### BRIEF
Change "agronomist" to "field inspector" throughout the stretch of items from the line containing "above for man's" through the line containing "[0,305,624,350]", and give back only those lines with everything else unchanged.

■ ■ ■ ■ ■

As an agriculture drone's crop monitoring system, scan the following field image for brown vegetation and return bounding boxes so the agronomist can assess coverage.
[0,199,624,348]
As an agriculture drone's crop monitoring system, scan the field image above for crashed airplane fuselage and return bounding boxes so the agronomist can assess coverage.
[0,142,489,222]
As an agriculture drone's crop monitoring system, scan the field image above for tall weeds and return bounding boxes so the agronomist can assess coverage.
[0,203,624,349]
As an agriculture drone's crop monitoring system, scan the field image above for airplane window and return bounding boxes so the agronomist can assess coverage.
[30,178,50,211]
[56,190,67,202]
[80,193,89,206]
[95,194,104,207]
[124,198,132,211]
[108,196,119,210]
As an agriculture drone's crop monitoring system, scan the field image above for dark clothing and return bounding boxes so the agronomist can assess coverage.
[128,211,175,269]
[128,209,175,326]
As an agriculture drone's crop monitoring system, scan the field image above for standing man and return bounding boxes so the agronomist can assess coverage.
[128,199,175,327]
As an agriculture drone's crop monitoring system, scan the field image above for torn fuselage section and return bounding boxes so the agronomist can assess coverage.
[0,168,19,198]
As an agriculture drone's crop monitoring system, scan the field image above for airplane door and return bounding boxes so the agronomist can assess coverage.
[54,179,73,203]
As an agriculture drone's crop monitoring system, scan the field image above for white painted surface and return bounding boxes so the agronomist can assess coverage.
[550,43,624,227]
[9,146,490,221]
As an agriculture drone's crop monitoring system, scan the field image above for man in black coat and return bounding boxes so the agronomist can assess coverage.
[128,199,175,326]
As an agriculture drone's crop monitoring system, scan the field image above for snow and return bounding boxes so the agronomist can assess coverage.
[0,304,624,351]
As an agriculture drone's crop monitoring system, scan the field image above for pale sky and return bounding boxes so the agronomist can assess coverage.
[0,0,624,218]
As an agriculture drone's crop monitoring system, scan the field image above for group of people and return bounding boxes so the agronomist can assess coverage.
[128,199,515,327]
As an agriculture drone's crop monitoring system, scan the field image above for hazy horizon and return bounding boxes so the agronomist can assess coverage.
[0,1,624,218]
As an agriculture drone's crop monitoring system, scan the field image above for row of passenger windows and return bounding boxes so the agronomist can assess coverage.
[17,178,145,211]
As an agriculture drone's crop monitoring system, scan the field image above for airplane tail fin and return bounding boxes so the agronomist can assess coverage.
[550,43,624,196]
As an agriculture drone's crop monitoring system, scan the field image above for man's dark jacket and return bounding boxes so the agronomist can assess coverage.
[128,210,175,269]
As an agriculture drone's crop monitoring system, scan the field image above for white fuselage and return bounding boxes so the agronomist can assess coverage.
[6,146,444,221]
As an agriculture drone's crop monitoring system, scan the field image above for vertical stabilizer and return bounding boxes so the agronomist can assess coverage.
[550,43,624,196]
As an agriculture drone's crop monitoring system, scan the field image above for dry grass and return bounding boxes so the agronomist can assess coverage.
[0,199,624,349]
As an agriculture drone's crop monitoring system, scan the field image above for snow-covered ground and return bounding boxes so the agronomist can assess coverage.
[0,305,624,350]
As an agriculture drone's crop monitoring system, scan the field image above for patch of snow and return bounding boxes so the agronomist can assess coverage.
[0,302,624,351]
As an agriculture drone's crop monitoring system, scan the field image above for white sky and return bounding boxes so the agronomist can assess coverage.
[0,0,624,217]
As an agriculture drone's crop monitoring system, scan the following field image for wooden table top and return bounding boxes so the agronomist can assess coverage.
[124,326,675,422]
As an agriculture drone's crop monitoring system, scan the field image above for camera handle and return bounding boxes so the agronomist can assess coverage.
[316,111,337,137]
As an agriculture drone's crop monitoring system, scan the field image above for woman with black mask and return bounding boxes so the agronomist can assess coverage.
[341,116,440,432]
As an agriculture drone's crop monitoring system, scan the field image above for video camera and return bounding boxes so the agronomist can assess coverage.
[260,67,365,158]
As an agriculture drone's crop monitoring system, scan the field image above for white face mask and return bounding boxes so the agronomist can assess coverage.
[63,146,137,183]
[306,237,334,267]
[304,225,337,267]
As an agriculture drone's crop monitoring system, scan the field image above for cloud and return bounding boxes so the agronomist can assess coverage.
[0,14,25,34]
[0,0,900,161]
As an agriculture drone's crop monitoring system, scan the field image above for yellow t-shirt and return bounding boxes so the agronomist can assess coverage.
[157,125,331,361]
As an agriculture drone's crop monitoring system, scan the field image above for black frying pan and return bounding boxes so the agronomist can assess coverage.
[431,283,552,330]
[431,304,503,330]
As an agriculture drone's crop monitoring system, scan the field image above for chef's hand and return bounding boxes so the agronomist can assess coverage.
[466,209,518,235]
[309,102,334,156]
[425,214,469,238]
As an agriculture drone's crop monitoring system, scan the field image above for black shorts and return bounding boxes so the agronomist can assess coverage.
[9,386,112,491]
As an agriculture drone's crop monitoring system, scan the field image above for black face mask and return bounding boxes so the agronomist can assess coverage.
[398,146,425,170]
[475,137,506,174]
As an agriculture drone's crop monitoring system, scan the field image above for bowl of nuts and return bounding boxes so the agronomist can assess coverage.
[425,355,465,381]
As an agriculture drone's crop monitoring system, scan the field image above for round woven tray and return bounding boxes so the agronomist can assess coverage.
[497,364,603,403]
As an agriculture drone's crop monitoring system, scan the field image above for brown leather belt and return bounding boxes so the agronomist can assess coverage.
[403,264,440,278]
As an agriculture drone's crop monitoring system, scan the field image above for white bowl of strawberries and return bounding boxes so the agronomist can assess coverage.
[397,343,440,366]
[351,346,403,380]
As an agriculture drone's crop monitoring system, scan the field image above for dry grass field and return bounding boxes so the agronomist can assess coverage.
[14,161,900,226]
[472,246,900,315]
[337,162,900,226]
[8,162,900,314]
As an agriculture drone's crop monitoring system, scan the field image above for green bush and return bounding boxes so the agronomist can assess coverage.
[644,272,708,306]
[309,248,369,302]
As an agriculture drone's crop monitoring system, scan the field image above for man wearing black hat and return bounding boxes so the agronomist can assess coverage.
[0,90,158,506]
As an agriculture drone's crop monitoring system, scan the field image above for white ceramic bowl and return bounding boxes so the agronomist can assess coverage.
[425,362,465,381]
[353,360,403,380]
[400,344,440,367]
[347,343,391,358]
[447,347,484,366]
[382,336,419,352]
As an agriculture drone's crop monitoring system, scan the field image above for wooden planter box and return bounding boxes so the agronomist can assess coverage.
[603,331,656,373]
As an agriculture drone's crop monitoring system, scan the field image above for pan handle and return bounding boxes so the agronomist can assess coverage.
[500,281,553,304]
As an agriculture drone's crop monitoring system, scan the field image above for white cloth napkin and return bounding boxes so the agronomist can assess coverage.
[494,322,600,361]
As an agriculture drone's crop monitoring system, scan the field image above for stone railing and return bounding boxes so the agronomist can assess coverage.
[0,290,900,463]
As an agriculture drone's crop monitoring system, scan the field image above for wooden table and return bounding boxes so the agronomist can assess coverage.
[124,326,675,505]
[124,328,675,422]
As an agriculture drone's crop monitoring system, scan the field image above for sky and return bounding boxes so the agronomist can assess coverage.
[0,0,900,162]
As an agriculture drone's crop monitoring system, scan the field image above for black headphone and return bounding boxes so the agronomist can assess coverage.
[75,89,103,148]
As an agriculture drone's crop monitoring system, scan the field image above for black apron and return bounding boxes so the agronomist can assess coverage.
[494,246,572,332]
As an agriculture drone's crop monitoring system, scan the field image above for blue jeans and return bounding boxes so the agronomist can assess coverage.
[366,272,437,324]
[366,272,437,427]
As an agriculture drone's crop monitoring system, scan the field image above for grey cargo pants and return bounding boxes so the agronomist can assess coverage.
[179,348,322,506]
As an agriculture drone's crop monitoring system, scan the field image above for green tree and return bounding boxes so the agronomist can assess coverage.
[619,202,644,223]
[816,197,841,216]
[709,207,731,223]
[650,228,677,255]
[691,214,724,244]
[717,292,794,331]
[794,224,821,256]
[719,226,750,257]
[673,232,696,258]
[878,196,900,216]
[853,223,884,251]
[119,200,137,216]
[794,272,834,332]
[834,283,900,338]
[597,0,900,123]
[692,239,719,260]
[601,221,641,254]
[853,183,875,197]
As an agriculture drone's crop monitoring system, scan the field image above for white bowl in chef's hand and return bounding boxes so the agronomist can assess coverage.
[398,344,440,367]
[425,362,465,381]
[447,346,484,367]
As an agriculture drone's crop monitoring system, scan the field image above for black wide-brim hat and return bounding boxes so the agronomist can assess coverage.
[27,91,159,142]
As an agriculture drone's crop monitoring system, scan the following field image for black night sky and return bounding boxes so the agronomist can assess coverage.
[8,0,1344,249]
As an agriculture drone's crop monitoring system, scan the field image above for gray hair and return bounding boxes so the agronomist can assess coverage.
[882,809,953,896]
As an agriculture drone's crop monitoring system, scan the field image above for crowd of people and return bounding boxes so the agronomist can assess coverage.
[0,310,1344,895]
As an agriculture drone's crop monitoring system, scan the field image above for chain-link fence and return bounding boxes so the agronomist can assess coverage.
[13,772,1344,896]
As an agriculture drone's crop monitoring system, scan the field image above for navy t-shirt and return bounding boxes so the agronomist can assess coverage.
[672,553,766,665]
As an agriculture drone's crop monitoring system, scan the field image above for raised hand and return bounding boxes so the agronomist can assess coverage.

■ ■ ■ ■ ■

### RESULT OF THIS EXERCISE
As an agriculture drone's crop monitoring system, scan the field image above for man's dark jacket and return bounding boxes so the field inspector can assess coverage.
[128,210,175,269]
As an agriculture drone's crop monitoring system, scan the field image above for white fuselage and return bounding boxes so the field inspector can assess coverage.
[6,146,444,221]
As an agriculture drone's crop monitoring system, scan the field image above for vertical stabilizer and return bounding boxes so the field inspector can assess coverage.
[550,43,624,196]
As an agriculture drone's crop monitoring system, scan the field image above for dry grass and return bounding boxes so the field inspector can assess coverage.
[0,199,624,349]
As an agriculture drone's crop monitoring system, scan the field image above for snow-covered ground and return bounding boxes so the field inspector can assess coverage.
[0,305,624,350]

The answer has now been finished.